*Exercise objective:* Return every line of the material below verbatim, leaving the pictures out.

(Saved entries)
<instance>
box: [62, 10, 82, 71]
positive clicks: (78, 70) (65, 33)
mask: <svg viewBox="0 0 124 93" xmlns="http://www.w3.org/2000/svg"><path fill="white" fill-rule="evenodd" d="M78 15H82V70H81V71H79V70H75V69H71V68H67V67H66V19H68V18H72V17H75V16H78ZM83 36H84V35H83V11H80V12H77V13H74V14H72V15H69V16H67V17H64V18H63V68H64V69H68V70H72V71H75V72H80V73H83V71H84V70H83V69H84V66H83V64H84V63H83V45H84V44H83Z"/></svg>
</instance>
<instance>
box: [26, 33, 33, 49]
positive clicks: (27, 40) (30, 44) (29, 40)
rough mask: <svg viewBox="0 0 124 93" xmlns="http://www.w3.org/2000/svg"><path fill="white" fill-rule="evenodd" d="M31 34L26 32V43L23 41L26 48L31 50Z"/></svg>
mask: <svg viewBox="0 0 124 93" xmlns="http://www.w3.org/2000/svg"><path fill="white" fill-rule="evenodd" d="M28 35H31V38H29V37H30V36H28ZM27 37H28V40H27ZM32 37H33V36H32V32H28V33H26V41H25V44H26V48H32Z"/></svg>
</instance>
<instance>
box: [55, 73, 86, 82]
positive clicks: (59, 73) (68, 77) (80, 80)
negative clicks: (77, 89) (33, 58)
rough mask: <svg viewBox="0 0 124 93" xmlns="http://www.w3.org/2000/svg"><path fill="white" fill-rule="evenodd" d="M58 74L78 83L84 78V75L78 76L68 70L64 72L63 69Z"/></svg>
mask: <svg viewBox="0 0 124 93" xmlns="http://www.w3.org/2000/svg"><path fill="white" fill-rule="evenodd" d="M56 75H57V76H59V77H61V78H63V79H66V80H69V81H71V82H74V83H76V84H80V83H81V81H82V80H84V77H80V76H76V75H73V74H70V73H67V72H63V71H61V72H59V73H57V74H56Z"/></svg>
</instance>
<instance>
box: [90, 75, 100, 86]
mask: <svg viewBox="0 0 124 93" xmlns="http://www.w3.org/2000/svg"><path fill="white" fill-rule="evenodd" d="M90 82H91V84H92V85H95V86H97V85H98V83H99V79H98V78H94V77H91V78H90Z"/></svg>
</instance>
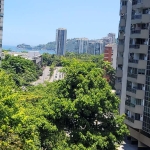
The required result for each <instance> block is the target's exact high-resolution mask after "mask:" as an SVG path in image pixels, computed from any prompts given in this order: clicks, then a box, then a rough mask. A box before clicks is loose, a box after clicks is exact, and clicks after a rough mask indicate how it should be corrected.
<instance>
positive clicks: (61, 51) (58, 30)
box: [56, 28, 67, 55]
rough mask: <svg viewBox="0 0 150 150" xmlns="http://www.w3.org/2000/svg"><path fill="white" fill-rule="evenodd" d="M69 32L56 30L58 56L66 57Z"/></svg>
mask: <svg viewBox="0 0 150 150" xmlns="http://www.w3.org/2000/svg"><path fill="white" fill-rule="evenodd" d="M66 40H67V30H66V29H64V28H59V29H57V30H56V53H57V55H65V52H66Z"/></svg>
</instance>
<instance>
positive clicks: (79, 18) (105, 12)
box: [3, 0, 120, 46]
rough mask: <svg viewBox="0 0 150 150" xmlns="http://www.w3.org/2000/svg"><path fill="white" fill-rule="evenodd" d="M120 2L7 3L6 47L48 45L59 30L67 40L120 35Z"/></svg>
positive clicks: (59, 2)
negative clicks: (69, 38) (62, 29)
mask: <svg viewBox="0 0 150 150" xmlns="http://www.w3.org/2000/svg"><path fill="white" fill-rule="evenodd" d="M119 5H120V0H5V3H4V23H3V45H12V46H15V45H17V44H22V43H25V44H30V45H32V46H35V45H38V44H46V43H48V42H50V41H55V38H56V29H57V28H66V29H67V38H68V39H69V38H82V37H86V38H89V39H100V38H102V37H105V36H107V34H108V33H110V32H112V33H116V36H117V34H118V25H119V7H120V6H119Z"/></svg>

*Answer space:*
<instance>
box: [62, 10, 82, 71]
positive clicks: (78, 70) (65, 33)
mask: <svg viewBox="0 0 124 93" xmlns="http://www.w3.org/2000/svg"><path fill="white" fill-rule="evenodd" d="M78 15H82V70H81V71H79V70H75V69H71V68H67V67H66V19H68V18H72V17H75V16H78ZM83 36H84V35H83V11H80V12H77V13H74V14H72V15H69V16H67V17H64V18H63V68H64V69H68V70H72V71H75V72H80V73H83V71H84V70H83V69H84V66H83V64H84V63H83V45H84V44H83Z"/></svg>
</instance>
<instance>
box: [26, 33, 33, 49]
positive clicks: (27, 40) (30, 44) (29, 40)
rough mask: <svg viewBox="0 0 124 93" xmlns="http://www.w3.org/2000/svg"><path fill="white" fill-rule="evenodd" d="M31 34L26 32V43L23 41L26 48L31 50Z"/></svg>
mask: <svg viewBox="0 0 124 93" xmlns="http://www.w3.org/2000/svg"><path fill="white" fill-rule="evenodd" d="M28 35H31V38H29V37H30V36H28ZM27 37H28V40H27ZM32 37H33V36H32V32H28V33H26V41H25V44H26V48H32Z"/></svg>
</instance>
<instance>
box: [55, 73, 86, 82]
positive clicks: (59, 73) (68, 77) (80, 80)
negative clicks: (77, 89) (33, 58)
rough mask: <svg viewBox="0 0 124 93" xmlns="http://www.w3.org/2000/svg"><path fill="white" fill-rule="evenodd" d="M58 74L78 83L84 78V75L78 76L68 70L64 72L63 69Z"/></svg>
mask: <svg viewBox="0 0 124 93" xmlns="http://www.w3.org/2000/svg"><path fill="white" fill-rule="evenodd" d="M56 75H57V76H59V77H61V78H63V79H66V80H69V81H71V82H74V83H76V84H80V83H81V81H82V80H84V77H80V76H76V75H73V74H70V73H67V72H63V71H61V72H59V73H57V74H56Z"/></svg>
</instance>
<instance>
box: [90, 75, 100, 86]
mask: <svg viewBox="0 0 124 93" xmlns="http://www.w3.org/2000/svg"><path fill="white" fill-rule="evenodd" d="M90 82H91V84H92V85H95V86H97V85H98V83H99V79H98V78H94V77H91V78H90Z"/></svg>
</instance>
The required result for each <instance> block is the target's exact high-resolution mask after "mask:" as an SVG path in image pixels, computed from any prompts given in this order: clicks, then a box, then a rough mask. A box before clicks is loose, a box after clicks is exact, and clicks after a rough mask indicate how it should be corrected.
<instance>
positive clicks: (61, 51) (58, 30)
box: [56, 28, 67, 55]
rough mask: <svg viewBox="0 0 150 150" xmlns="http://www.w3.org/2000/svg"><path fill="white" fill-rule="evenodd" d="M69 32L56 30L58 56L66 57Z"/></svg>
mask: <svg viewBox="0 0 150 150" xmlns="http://www.w3.org/2000/svg"><path fill="white" fill-rule="evenodd" d="M66 40H67V30H66V29H64V28H59V29H57V30H56V53H57V55H65V52H66Z"/></svg>
</instance>
<instance>
positive clicks: (79, 18) (105, 12)
box: [3, 0, 120, 46]
rough mask: <svg viewBox="0 0 150 150" xmlns="http://www.w3.org/2000/svg"><path fill="white" fill-rule="evenodd" d="M120 2L7 3L6 47L48 45L59 30L67 40L120 35Z"/></svg>
positive clicks: (59, 2)
negative clicks: (69, 38) (62, 29)
mask: <svg viewBox="0 0 150 150" xmlns="http://www.w3.org/2000/svg"><path fill="white" fill-rule="evenodd" d="M119 5H120V0H5V3H4V23H3V45H12V46H15V45H17V44H22V43H25V44H30V45H32V46H35V45H38V44H46V43H48V42H50V41H55V38H56V29H57V28H66V29H67V38H68V39H69V38H82V37H86V38H89V39H100V38H102V37H105V36H107V34H108V33H110V32H112V33H116V36H117V34H118V25H119V7H120V6H119Z"/></svg>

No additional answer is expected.